--- start of DATA TO PROCESS ---

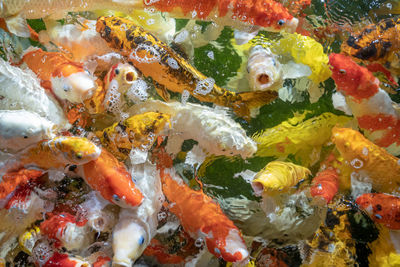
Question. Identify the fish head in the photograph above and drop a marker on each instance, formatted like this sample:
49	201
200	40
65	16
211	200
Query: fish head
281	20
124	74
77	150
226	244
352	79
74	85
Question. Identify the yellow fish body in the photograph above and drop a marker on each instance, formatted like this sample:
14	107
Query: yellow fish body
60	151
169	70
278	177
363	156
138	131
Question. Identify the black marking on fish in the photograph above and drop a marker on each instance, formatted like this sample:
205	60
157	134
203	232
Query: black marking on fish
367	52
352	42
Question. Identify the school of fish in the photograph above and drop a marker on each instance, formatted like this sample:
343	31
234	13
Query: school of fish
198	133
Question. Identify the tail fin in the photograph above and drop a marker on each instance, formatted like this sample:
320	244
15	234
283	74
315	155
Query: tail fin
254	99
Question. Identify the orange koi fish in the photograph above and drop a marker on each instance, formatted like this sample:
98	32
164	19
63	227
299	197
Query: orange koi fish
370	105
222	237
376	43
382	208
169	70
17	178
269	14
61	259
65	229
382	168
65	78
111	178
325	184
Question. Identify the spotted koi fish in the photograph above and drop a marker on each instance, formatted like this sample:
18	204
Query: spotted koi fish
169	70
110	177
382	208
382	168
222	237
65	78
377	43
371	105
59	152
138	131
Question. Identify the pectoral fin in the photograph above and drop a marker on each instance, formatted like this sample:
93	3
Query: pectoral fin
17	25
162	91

--- end of DATA TO PROCESS ---
--- start of DATA TO PROCESS ---

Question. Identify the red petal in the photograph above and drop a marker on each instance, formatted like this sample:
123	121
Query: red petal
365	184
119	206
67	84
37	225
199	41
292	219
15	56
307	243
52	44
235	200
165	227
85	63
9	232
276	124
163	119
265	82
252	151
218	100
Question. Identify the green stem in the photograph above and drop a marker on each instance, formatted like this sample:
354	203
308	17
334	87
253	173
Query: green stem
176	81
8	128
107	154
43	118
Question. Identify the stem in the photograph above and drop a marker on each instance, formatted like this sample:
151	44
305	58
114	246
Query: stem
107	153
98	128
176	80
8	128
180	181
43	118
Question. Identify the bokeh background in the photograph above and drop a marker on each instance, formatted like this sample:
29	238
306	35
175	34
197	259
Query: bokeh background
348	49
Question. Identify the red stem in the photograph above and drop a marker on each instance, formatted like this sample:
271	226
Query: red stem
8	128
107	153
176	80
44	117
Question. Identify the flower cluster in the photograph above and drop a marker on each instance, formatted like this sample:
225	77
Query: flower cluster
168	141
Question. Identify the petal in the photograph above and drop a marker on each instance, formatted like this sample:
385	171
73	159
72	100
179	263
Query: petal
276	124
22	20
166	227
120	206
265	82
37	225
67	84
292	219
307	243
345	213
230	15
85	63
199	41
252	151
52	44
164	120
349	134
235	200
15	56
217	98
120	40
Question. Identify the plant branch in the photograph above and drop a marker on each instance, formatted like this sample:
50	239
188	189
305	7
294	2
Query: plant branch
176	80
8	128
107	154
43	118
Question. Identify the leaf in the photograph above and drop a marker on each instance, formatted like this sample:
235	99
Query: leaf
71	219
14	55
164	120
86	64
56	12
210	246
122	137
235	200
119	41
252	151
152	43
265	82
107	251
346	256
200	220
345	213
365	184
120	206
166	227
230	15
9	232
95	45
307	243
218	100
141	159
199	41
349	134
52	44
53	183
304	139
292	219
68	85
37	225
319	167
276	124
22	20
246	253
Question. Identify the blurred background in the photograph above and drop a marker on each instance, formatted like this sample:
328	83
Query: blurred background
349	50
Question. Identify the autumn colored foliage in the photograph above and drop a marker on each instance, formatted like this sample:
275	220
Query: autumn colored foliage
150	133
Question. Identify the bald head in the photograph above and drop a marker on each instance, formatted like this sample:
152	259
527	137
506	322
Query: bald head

--- end of DATA TO PROCESS ---

*WHAT YOU ARE ASKED TO DO:*
Quote, word for word, the stretch of the items from the line containing "Question. Identify the blurred" through the line containing "Query: bald head", including both of those lines.

*SOLUTION FOR THIS PROBLEM:*
Question. Identify the blurred background in the photograph above and drop a marker on each instance, formatted like this sample:
328	83
Query: blurred background
349	50
Question. Identify the autumn colored foliage in the photograph above and drop a marker on each instance, formatted like this sample:
275	220
Query: autumn colored foliage
150	133
Question. Identify the bald head in the photograph above and drop a marker on each instance, formatted like this sample:
152	259
527	137
506	322
Query: bald head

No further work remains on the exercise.